An exact reprint of the whole listing is what the answer must contain.

-*-

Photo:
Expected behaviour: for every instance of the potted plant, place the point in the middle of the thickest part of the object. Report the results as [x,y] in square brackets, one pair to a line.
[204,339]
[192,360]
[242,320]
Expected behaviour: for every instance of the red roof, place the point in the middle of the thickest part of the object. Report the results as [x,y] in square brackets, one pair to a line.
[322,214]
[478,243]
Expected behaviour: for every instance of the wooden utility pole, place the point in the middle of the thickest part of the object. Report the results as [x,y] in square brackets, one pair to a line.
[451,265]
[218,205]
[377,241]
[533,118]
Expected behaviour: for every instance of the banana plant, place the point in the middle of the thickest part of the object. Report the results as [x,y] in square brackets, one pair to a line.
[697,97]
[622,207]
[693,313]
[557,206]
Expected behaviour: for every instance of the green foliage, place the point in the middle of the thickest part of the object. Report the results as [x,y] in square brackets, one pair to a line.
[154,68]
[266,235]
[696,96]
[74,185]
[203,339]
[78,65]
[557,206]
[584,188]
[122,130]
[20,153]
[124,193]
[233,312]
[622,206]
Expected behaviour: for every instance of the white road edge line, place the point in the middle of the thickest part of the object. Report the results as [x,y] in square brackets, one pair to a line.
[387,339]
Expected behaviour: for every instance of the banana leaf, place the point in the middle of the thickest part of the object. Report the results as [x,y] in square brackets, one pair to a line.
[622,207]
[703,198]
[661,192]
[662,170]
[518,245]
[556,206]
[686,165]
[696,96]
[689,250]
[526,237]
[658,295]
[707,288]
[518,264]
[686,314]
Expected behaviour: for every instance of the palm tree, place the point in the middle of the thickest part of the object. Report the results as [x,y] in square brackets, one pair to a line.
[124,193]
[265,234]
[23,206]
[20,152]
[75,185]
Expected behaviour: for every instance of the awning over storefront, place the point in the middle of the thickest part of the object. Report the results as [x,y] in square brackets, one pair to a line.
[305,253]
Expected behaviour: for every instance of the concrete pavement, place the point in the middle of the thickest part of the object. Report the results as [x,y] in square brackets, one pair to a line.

-*-

Result
Photo:
Expected behaviour: for every instance of the potted plant, place the point in the middle of the thickest part of the object. Report the results as [x,y] in square brackets, one pair to a line.
[204,339]
[192,360]
[242,320]
Expected behaviour: for every instance of the red roof, place the point in the middle of the thickest part of the object. Report the results as [x,y] in square brackets, one pair to a line.
[322,214]
[478,243]
Expected behaviour: for every instance of the wooden utility pole, place the point in the middle of the thickest part of the object. Report the results as [x,y] in square brackets, one pair to a line.
[451,265]
[218,205]
[377,241]
[533,118]
Expected behaviour: for every instance of the banana plant, place the point in the middle of the thickest part of the object. Report the results as [x,y] in square brackets, one pair to a line.
[697,97]
[622,207]
[693,313]
[557,206]
Expected behaviour: for every instance of the green foliage, place the point in the middle of the thickest part of the object. Report the results as [x,y] in square brackets, one pair to a line.
[154,68]
[266,235]
[696,96]
[74,185]
[203,339]
[78,65]
[557,206]
[584,188]
[122,130]
[20,153]
[124,193]
[233,312]
[622,206]
Expected behaviour: for every instance of the white road edge line, place the point in the middle of the thickest part of the object. Report the results as [x,y] in square brackets, one pair to a line.
[387,339]
Expected behaviour: for every instance of the banana leaf, place the point in the middle of the thickest part of the object. Report the results as [x,y] in square brackets, one pair to a line.
[622,207]
[703,198]
[661,192]
[662,170]
[518,245]
[556,206]
[686,165]
[696,96]
[689,250]
[526,237]
[658,295]
[707,288]
[518,264]
[686,314]
Expected behaviour: for every instance of the palm tree, place the point in the middle of the thickest part of the object. Report the results as [x,y] in square brackets, one pair to a line.
[124,193]
[265,234]
[23,206]
[20,152]
[75,185]
Expected behaviour: for every instance of the awning over storefront, place the point in the middle of the thickest part of the object. Report the results as [x,y] in square brackets, one pair to a line.
[305,253]
Expected behaviour: for every instance of the concrete pavement, place the point in the middle of the thickest part of the object. Report the results as [x,y] in square brackets, one pair to a line.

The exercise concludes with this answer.